Given passage:
Source:
https://scmp.com/lifestyle/arts-culture/article/1278588/review-planets
Lifestyle/ Arts & Culture

Review: The Planets

David Robertson conducts Hong Kong Philharmonic in the concert titled “Holiday Pops & More: The Plants” on July 5-6 at the Hong Kong Cultural Centre Concert Hall. Photo: Handout

The Planets
Hong Kong Philharmonic
HK Cultural Centre Concert Hall
Reviewed: July 5

The Hong Kong Philharmonic’s final programme of the season concluded with Holst’s The Planets, a 50-minute work requiring vast forces, including quadruple woodwind and massed timpani. And what better person to put in charge of it than David Robertson (right), the American conductor with experience of directing the world’s biggest musical knees-up at the BBC’s Last Night of the Proms in 2009?

But is there a worse way to put a dampener on the resources than to have sterile projections of the planets scrolling on a pair of side screens throughout the performance? This necessitated dimming the stage lights, casting the players into the role of a pit orchestra and forming a distracting mismatch between Holst’s humanising of the astrological characters through musical subtleties and the solid-rock uniformity of the images.

The performance inevitably got a broad-brush approach as a result, working best in Mars, the Bringer of War, where the brass section’s muscle and the percussion’s brawn proved a formidable weapon. Venus, the Bringer of Peace, however, sounded matter-of-fact; Mercury, the Winged Messenger was nifty enough but lacked light-headedness; while Jupiter, the Bringer of Jollity suffered from split trumpet notes. Saturn, Uranus and Neptune mustered more personality, ladies from the Chamber Youth group of the Hong Kong Children’s Choir providing the mystical off-stage vocals.

Problem to solve: Continue the review of the Hong Kong Philharmonic's performance of The Planets from where it stops. The rows below are separate material and have nothing to do with the concert review.

Extracted entries:
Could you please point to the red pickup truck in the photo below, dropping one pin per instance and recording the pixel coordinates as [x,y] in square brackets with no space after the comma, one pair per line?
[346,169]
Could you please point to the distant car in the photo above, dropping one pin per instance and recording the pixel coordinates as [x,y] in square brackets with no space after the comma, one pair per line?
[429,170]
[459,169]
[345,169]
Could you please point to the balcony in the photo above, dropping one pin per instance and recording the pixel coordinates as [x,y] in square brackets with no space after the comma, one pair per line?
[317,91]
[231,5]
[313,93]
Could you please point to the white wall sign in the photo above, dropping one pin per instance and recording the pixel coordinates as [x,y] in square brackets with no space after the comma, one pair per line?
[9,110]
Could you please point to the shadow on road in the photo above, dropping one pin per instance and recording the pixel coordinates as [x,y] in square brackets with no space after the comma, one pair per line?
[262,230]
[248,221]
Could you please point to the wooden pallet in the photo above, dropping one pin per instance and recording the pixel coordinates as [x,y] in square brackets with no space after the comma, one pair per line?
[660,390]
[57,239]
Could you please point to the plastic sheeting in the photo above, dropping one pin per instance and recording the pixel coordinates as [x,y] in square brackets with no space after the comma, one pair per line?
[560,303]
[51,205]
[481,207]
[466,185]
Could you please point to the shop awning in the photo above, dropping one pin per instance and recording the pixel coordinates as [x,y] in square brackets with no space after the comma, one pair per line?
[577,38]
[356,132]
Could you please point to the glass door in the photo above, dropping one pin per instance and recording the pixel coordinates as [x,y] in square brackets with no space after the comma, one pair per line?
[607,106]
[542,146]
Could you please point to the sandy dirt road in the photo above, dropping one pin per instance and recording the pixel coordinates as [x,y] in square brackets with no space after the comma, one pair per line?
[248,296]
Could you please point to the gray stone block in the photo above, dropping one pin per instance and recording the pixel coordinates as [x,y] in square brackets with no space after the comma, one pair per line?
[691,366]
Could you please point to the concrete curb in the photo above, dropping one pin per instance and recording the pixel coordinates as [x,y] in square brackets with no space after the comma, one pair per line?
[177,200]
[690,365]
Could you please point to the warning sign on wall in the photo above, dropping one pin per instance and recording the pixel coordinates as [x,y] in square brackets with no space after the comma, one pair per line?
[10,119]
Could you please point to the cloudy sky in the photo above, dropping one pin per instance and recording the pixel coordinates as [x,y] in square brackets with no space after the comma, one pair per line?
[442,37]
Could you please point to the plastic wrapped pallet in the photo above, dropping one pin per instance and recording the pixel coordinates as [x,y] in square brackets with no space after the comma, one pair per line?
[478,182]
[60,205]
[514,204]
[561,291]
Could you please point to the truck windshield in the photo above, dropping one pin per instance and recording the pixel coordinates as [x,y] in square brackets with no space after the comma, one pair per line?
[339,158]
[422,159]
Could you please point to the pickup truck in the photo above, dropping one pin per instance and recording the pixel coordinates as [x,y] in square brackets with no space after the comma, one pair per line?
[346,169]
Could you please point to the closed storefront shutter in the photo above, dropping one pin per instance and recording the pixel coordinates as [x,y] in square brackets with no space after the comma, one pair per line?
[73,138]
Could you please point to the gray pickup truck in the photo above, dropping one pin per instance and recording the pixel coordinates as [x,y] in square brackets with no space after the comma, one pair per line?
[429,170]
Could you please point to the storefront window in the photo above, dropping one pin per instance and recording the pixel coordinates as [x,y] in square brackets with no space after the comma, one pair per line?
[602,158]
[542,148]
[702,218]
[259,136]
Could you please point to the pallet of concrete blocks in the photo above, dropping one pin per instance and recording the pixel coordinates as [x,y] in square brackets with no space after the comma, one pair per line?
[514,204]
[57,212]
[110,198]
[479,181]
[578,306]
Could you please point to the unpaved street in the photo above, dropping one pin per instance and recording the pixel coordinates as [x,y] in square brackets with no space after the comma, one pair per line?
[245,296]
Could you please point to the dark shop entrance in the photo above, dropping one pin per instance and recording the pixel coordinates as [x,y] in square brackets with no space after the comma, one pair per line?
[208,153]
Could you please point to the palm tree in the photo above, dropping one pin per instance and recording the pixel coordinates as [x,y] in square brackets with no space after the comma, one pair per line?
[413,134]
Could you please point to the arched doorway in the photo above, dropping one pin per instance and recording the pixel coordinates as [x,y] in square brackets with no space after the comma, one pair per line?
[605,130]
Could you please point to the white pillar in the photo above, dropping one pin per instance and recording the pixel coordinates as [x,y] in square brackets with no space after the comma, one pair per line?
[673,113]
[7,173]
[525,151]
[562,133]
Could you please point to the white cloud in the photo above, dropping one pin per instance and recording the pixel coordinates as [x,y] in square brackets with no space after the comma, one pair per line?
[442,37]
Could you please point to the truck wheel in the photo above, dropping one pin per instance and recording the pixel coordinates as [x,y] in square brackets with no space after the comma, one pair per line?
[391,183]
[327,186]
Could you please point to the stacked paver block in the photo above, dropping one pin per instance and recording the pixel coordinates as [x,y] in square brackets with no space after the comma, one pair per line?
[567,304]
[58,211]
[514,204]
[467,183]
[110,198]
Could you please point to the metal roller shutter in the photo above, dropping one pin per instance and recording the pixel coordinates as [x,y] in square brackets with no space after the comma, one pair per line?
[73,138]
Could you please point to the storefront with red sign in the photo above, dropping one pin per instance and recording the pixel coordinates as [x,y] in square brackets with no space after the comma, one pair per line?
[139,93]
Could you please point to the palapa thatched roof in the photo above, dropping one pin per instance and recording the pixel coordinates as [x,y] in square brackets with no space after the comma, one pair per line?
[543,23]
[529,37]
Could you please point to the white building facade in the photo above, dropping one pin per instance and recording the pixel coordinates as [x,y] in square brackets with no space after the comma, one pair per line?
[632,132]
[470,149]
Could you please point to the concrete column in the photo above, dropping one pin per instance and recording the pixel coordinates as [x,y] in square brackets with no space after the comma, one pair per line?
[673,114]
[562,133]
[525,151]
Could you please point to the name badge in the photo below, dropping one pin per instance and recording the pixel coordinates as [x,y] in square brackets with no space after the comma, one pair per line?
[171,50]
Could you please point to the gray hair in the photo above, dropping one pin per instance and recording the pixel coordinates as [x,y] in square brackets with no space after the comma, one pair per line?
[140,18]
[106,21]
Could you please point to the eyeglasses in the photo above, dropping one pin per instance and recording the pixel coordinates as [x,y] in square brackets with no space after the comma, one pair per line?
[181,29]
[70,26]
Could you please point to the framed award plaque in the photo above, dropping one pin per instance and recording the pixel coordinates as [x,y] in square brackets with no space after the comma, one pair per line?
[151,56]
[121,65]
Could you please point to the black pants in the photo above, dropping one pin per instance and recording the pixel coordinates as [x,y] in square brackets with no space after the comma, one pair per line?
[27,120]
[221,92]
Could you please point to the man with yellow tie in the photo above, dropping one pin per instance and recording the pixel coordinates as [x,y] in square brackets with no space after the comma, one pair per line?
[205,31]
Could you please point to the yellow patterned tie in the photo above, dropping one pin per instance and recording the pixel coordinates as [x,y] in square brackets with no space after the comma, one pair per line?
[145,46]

Task output:
The first half also cruised the solar system, if only by dint of the two work’s titles. First up was Nielsen’s Helios, ancient Greece’s personification of the sun, written by the Danish composer under its intense glare while in Athens. It portrays the sun’s movement from sunrise to sunset through its noonday zenith, but the work’s construction has none of the star’s smooth trajectory. Robertson steered the piece with authority, however, securing an inner momentum that didn’t rely on heightened dynamics alone.

Claude Vivier’s Orion must qualify as one of the most dysfunctional pieces ever written. From the composer’s description of the work: “Eternal homecoming, as in History with a capital H, which always waits impatiently for the return of its redemptive saints and its dictators.”

From your reviewer: Imagine the Orion constellation doing a sonic sweep across earth, picking up seemingly random melodic snippets, from Javanese gamelan to bluesy New Orleans figurations and climaxing with some brave player’s vocalisation of the first two notes of Jamaica’s Banana Boat Song.